_Written instruction_
Please copy these rows word for word, leaving out the pictures.

_Records from a point labeling set_
Start
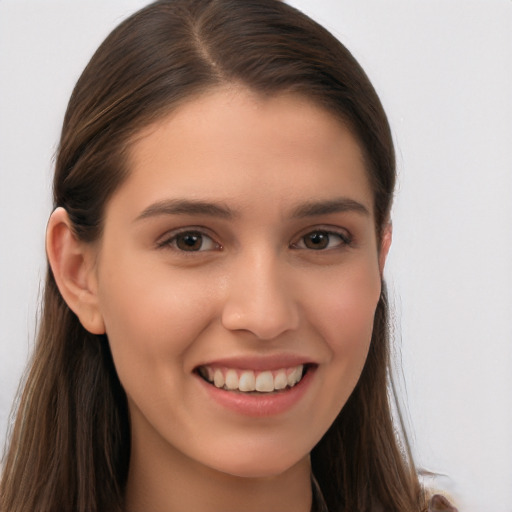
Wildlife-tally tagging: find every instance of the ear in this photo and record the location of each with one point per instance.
(385, 244)
(73, 266)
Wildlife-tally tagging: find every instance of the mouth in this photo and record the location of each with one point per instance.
(254, 382)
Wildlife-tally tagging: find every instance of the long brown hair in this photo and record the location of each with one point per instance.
(69, 448)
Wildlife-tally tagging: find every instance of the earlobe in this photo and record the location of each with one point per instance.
(385, 244)
(72, 263)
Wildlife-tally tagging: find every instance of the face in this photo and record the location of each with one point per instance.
(237, 278)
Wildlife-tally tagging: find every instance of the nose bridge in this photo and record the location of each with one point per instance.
(258, 298)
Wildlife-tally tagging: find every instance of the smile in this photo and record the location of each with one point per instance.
(249, 381)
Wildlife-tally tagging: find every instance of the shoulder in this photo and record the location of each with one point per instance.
(438, 503)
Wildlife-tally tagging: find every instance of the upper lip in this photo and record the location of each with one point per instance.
(260, 363)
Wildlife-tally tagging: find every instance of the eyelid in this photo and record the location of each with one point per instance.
(169, 238)
(342, 233)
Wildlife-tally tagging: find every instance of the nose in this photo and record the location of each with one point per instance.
(260, 299)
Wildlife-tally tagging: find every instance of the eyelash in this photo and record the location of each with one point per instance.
(172, 241)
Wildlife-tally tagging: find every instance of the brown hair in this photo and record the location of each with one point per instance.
(69, 449)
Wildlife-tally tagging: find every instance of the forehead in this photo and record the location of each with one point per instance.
(236, 145)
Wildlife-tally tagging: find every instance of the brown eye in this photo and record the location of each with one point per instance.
(320, 240)
(316, 240)
(190, 241)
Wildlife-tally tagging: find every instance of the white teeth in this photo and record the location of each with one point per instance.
(295, 376)
(231, 379)
(247, 381)
(280, 380)
(218, 379)
(265, 382)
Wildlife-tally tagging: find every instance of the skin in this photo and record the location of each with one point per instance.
(255, 288)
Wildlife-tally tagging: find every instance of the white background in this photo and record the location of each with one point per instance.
(443, 71)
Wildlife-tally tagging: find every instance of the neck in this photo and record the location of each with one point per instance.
(162, 479)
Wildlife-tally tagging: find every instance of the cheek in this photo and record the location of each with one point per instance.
(152, 319)
(344, 317)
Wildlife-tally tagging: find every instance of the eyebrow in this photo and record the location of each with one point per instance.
(186, 207)
(338, 205)
(220, 210)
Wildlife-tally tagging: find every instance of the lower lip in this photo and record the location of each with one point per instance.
(259, 405)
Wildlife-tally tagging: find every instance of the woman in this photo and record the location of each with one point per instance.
(214, 334)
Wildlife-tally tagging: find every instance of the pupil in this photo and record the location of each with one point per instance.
(318, 240)
(190, 242)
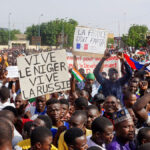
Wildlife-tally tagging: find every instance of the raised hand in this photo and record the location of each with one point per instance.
(106, 54)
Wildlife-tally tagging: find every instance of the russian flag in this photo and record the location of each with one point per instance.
(135, 64)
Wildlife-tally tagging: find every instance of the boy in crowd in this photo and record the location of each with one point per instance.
(102, 133)
(110, 106)
(143, 136)
(40, 109)
(75, 139)
(125, 132)
(64, 109)
(92, 113)
(5, 135)
(54, 112)
(41, 139)
(77, 120)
End
_Answer to this exercise_
Wildlife-tally tagging: find every instance of the ear in this photo and record the location of each with one point per instance.
(385, 244)
(73, 266)
Wildlife-tally tagging: find every instance of the mouth in this photo and record the location of each with one point per instance.
(254, 382)
Wildlife-tally tagging: find every instance of the long brown hair in this photo and record the location of each with one point per instance.
(69, 448)
Wildlife-tally tagging: find every instance of the earlobe in this photo and record the location of each with one point per instance.
(385, 244)
(72, 263)
Wildlife-tally tagging: find every instance of the face in this photo and record the location of each with one point per instance.
(237, 278)
Wildlife-tally tagging: find every instance of the nose bridge in this photo and record the location of each with one point per instance.
(258, 298)
Wildlife-tally tagging: find every instance of the smile in this photo and record the location of each with one point per instance.
(249, 381)
Wildlife-tally tagging: find every instance of the shoulder in this photo and record the location of each with one point per instance.
(438, 503)
Wildlife-tally tagging: find every instance of the upper lip in this photo and record the location of each with one point per instance.
(260, 363)
Wildlife-tally tagging: find every instance of the eyelid in this photo and record the location of each with one point per instance.
(169, 238)
(342, 233)
Wildlife-tally tagging: find every instance of the nose in this photo and record the location of each with one point per instance.
(260, 299)
Wildlife-tally tagging: find every instance of the eyelash in this photo and record the location of each with one point per instance.
(172, 241)
Wildlife-tally tagging: find every instance of the brown hair in this photo and record the location of each with one point per instance.
(69, 449)
Wildlife-tally tagging: find every instance of the forehead in this photo and record the location of each with one point per instance.
(236, 145)
Wildlife-tally tagging: find every instance of the brown eye in this photo and record the location of each with one point per instance.
(320, 240)
(316, 240)
(190, 241)
Wildlife-tally tagging: find every instance of the white teeth in this photo and record the location of each with one point per instance.
(295, 376)
(231, 379)
(247, 381)
(280, 380)
(218, 379)
(265, 382)
Wildlife-tally tagging: find every instance of the skin in this photo and record the location of each with one point per instance.
(255, 288)
Wildlife-tally tagging: find every instance of the white background in this photo and record the location of each with one point per instance.
(443, 71)
Wildlife-tally tagging: find every instance of the neck in this photo and record the location of each with one point per instance.
(162, 479)
Wildlife-tally tagging: find every instance of the cheek in this photo and record the location of each with one point per instance.
(152, 319)
(344, 317)
Wildlife-tally tagging: find every instance of the eyebrow in this photo and record the location of each with one point per instance.
(186, 207)
(338, 205)
(220, 210)
Wildlife-tally tagging: find every instance of the lower lip in this photo and record the location of each with one point per instance.
(259, 405)
Wildlife-tally tagging: find every instance of the woman in this photo and record the location of each with one point per instance.
(214, 334)
Wildlife-tally tagging: find every instance of the pupil in this photo and record the location of each with one point per instance.
(318, 240)
(190, 242)
Wildlife-tally tagging: find every instance of the raised hand in this photo and record the location of each with one point per instance.
(106, 54)
Wildlife-tally tagging: find every instance of the russian flag in this photo and record the location of each with one point per instance.
(135, 64)
Wildlife-tally tagging: find every instance of the boy in crowd in this photo and record the location of each with one point per instance.
(102, 133)
(110, 106)
(143, 136)
(40, 109)
(75, 139)
(125, 132)
(64, 109)
(92, 113)
(5, 135)
(54, 112)
(41, 139)
(77, 120)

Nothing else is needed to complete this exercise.